Copy out every line of the items from the start through the line containing "[703,168,725,196]", inclusive, changing nothing except the bounding-box coordinates, each of which you raise by 91.

> SOURCE MATERIAL:

§

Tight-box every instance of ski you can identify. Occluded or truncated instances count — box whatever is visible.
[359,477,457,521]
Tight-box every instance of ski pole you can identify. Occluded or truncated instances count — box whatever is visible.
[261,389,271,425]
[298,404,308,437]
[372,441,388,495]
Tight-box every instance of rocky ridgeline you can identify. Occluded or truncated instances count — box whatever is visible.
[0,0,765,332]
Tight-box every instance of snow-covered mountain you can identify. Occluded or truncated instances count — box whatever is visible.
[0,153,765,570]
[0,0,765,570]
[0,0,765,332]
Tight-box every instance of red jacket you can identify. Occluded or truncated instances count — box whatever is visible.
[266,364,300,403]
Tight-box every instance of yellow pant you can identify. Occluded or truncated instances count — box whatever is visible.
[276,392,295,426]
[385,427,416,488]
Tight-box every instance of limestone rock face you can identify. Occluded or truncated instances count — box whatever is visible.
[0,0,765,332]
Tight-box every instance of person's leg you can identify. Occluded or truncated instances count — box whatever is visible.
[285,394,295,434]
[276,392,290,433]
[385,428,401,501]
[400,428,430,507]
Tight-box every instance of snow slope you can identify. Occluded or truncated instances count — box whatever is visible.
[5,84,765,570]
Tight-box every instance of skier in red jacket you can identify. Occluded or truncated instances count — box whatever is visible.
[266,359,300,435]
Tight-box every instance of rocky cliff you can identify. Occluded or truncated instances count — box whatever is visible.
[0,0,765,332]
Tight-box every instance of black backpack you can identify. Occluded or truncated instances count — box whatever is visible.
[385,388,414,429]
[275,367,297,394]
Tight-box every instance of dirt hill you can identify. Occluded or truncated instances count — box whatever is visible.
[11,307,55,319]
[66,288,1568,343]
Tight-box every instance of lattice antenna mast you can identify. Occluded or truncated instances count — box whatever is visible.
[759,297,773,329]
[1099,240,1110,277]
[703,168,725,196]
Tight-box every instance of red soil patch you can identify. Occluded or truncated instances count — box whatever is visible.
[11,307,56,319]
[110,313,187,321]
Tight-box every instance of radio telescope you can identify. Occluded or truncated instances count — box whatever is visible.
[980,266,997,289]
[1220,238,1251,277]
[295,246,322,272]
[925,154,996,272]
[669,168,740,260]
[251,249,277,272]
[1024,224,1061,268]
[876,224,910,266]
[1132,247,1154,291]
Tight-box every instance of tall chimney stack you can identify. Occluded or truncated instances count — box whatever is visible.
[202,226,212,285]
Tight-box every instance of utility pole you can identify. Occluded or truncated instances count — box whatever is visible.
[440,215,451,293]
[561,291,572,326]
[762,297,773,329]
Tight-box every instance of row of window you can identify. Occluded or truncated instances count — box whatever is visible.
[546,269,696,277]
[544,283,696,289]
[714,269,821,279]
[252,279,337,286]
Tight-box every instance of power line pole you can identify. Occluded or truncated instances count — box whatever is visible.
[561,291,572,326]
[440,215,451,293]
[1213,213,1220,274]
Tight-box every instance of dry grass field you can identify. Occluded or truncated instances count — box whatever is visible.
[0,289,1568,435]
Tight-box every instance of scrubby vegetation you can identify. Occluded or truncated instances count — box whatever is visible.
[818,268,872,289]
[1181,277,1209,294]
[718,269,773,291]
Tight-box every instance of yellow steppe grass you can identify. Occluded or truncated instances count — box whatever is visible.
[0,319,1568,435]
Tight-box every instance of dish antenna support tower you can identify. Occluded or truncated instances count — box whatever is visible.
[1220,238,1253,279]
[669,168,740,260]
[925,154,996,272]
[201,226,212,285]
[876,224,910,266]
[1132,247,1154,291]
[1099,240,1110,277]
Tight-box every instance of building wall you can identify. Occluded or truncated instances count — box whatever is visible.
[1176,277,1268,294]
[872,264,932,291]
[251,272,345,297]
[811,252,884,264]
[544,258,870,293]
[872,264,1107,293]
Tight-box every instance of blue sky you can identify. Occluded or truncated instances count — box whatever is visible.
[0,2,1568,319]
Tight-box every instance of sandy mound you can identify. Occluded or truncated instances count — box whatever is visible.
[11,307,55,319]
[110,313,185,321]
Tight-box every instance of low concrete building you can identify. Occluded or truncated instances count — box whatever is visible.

§

> RESPONSE BELOW:
Tight-box every instance of ski you can identify. Occluded or truncated instances count — box whatever is visible.
[450,568,548,612]
Tight-box every instance of ski pole you can identify. Occluded or truncated instances count — box whatever is visible.
[352,480,362,516]
[389,495,399,528]
[463,532,479,586]
Tight-box every instance of rocky ridgeline you can identify. Occluded or truncated instances count — box whatever is visible.
[91,91,856,423]
Tight-box every instance of snow-covered mountain you can identify. Occluded or truncated instances count — box whatever is visible.
[91,244,856,661]
[91,91,856,661]
[91,91,856,423]
Tight-box every instance of red jacket you can identify. Occluded or truncated instances count — box whatever is visible.
[357,455,391,494]
Tight-box every instance of yellow pant you can identify. Occluded or truncated instances count — box whatever is visible.
[367,483,386,517]
[476,518,507,579]
Tight-box every instance of limestone rock face you can identify. Occluded or truncated instances count — box whatever is visible.
[91,91,856,423]
Tight-box every instance of person's leg you can identify. Occluded or truncated instances count — box whatever is visible.
[376,485,386,525]
[367,483,381,524]
[476,519,492,592]
[491,519,521,598]
Tight-box every instance of snow slope you can identify. Occluded or truncated instances count — box whatever is visible.
[96,175,856,661]
Tight-box every instance of skier in red jacket you can identify. Occluded or truncated instances count — box whatever is visible.
[357,450,391,526]
Tight-box every instance of rocky cliff you can identify. Occluded or truncated instances count — box whatever is visible.
[91,91,856,423]
Tight-box every instance of black backpack you can identify. Occluded or truncated instances count — box whatever is visible.
[476,479,505,520]
[366,458,388,485]
Tight-box every instance of dirt hill you can identify. Occluded or truncated instances count — box whatever is visible.
[102,398,146,410]
[157,379,1659,434]
Tight-box every instance of lattice antenna mast you can identify. Occluded or truncated instances count — box whatever is visible.
[850,388,864,420]
[1190,331,1201,368]
[794,259,816,287]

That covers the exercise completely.